The great Christian thinker, Simone Weil, said that we are bound to nonviolence as long as we can effectively use it to uphold our duty. If the evil is stronger than your ability to use nonforce, or 'nonviolence', then you resist it by any means necessary.


Necessity is the key-a Christian idea that is neglected by many modern Christians. Necessity is doing neither more nor less than what fits the duty of the situation, depending on your level, with an eye to including ever more goodness in your acts as you grow, with a goal of unity not fragment. The goal of moderation and the Golden Mean is a huge, transforming challenge which is valid in every religion or martial art. It doesn't mean 'balance' or 'a little this and a little that'. It means seeing what must be done in light of ones connection with reality, with God. It means not being biased by weakness of perception, 'flesh', or cloudy judgement. With such awareness, the smallest, just-right (nonviolent) move is made which unlocks the whole problem.


There isn't just one right response which works every time or one method of nonviolence. The call to nonviolence isn't robotic surrender. It's the action of inaction for the Buddhists. Your nonviolence when a prowler is in your house may not look like it, depending on the development of the one observing. It may appear that a prowler is getting their butt kicked!


Violence is by Latin definition 'misuse'. Nonviolence means seeing, then preserving, the whole goodness of the situation (the root meaning of 'good' is unity). When you know enough to see an outwardly nonphysical solution to a problem, go for it. If you don't, do what you gotta do. Martial arts never violate anyone except when they're misused.

[Short problem] In the passage on nonviolence, what does the word "violence" mean by its Latin definition?

[Segmentation annotation records]
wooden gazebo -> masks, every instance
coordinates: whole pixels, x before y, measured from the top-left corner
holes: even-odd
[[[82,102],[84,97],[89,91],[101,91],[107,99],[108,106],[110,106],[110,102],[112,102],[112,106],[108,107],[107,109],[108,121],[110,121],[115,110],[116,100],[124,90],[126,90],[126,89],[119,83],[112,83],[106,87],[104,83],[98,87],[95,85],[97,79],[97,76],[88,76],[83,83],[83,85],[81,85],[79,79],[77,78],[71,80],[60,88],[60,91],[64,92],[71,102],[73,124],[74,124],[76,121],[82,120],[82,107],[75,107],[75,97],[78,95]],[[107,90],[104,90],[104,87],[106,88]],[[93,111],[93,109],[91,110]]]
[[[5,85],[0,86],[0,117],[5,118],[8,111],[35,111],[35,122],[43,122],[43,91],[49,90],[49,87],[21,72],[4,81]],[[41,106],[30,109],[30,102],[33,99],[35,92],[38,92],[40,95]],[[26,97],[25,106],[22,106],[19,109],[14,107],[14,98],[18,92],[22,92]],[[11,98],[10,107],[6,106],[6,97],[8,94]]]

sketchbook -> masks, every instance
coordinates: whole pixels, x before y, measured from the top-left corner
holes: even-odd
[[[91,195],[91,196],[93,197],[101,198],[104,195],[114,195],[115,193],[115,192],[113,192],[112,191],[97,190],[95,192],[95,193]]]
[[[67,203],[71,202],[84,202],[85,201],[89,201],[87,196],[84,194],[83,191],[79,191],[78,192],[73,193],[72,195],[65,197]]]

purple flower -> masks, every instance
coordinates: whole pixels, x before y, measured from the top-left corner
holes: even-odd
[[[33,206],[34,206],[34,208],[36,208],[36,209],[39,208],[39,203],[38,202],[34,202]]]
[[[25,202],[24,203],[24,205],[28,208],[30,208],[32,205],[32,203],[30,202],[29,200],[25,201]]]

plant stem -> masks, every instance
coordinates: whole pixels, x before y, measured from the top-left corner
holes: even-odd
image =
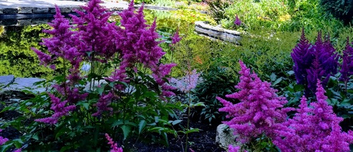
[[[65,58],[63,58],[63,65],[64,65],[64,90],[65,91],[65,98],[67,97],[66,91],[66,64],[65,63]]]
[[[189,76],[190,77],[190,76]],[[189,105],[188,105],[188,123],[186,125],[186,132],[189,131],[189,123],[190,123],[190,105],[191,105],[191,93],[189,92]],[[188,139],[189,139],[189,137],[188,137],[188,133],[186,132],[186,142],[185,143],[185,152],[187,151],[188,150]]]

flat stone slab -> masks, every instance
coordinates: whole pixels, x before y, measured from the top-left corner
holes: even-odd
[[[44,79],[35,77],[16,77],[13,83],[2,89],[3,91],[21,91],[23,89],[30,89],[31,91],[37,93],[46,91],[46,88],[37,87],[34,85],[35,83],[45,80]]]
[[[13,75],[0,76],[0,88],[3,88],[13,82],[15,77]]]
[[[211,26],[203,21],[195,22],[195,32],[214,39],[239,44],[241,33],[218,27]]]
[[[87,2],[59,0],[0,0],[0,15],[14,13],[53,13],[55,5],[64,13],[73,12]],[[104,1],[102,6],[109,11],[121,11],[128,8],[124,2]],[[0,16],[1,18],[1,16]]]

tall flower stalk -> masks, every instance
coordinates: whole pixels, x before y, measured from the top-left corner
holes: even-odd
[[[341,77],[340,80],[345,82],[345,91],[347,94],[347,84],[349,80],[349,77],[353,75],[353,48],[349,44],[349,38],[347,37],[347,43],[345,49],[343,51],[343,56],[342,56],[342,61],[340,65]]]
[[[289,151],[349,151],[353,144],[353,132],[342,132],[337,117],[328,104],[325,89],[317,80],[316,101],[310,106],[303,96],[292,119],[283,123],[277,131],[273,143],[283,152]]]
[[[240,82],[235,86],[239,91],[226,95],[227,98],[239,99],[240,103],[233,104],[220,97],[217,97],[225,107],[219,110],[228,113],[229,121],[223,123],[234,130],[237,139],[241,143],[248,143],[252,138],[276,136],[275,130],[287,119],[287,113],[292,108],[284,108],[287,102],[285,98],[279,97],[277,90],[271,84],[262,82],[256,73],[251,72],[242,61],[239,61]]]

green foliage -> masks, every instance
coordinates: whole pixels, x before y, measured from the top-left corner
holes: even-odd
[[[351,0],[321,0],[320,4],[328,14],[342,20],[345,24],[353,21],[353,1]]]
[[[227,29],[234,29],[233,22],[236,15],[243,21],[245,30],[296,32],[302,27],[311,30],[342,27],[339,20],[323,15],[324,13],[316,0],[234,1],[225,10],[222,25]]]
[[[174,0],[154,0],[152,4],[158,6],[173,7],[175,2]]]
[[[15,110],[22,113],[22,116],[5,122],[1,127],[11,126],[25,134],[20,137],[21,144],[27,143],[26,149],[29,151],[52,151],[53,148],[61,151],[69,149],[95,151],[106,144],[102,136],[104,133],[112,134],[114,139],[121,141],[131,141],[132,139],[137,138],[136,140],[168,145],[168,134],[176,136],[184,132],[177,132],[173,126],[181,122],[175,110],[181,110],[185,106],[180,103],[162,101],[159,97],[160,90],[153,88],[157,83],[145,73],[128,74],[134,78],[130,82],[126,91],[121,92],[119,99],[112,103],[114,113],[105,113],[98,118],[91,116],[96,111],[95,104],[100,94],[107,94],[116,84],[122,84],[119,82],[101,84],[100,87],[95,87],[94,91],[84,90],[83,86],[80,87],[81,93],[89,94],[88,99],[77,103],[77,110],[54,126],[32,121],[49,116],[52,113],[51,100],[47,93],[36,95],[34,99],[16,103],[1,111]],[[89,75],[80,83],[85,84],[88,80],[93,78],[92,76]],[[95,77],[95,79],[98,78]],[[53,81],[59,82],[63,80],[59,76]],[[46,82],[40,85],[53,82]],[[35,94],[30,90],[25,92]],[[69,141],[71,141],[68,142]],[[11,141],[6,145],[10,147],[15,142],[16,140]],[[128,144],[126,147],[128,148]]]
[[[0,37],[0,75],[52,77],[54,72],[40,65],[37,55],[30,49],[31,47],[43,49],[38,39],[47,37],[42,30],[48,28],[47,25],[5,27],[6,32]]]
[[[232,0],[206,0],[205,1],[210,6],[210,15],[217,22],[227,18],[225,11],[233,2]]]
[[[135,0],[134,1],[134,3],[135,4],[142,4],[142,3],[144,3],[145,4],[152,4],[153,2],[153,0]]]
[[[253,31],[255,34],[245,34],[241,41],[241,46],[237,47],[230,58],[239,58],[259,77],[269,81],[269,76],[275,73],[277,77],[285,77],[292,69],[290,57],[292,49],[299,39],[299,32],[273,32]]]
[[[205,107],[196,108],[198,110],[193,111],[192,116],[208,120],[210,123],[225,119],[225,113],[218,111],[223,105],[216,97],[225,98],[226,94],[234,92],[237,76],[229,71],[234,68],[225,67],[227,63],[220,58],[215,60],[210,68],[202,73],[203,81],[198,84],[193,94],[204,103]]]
* * *
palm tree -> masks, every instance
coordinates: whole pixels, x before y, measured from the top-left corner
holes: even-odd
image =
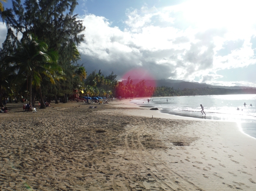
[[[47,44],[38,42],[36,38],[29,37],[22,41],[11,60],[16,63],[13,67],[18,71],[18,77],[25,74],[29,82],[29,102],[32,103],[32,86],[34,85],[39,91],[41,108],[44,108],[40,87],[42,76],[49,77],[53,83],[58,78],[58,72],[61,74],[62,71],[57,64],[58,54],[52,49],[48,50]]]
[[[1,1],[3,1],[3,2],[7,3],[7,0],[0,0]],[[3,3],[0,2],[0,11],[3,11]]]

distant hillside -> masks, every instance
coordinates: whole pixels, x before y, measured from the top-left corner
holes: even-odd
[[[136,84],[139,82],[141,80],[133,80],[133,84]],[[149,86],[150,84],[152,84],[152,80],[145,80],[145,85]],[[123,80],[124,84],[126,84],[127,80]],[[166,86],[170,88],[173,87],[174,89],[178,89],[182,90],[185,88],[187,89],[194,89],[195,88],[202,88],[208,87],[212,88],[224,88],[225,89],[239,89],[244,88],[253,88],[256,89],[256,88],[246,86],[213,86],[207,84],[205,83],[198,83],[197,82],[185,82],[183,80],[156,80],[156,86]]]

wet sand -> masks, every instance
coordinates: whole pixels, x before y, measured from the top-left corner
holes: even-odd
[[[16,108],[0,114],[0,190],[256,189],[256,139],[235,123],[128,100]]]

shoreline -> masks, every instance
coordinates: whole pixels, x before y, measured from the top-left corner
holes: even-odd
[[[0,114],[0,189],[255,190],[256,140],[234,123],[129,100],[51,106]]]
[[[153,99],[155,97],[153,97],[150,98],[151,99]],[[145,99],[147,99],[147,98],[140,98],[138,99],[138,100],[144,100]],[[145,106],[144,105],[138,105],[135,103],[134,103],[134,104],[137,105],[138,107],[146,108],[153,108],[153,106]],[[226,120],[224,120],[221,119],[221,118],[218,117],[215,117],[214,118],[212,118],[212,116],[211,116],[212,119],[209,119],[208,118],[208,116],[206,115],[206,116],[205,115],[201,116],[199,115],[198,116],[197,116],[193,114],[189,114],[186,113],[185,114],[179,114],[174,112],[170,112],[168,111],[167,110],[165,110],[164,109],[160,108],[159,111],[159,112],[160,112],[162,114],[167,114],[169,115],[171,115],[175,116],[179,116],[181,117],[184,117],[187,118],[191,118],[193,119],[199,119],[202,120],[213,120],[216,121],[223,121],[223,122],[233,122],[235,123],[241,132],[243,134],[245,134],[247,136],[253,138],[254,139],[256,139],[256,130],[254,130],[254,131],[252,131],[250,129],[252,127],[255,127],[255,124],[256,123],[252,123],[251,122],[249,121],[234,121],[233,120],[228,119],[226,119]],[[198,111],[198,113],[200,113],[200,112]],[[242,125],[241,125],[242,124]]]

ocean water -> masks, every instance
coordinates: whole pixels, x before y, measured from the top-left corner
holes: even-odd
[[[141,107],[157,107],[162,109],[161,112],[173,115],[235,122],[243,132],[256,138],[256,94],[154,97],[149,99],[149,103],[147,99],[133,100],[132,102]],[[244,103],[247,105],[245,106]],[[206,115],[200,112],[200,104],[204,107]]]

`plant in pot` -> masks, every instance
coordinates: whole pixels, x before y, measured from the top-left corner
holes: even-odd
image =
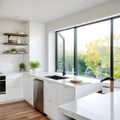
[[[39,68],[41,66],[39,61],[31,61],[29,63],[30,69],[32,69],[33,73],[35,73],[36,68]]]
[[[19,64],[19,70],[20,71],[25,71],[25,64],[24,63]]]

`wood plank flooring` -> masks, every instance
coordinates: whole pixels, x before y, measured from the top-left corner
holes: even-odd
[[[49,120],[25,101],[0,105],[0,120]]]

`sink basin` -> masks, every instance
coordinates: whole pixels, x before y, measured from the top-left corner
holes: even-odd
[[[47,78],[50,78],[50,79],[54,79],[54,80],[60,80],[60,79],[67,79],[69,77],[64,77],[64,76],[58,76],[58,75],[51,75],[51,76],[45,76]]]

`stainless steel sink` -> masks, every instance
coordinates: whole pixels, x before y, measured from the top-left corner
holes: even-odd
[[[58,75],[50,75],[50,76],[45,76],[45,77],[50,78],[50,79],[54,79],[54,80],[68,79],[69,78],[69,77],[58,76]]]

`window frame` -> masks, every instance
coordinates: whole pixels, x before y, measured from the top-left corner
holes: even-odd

[Exercise result] Misuse.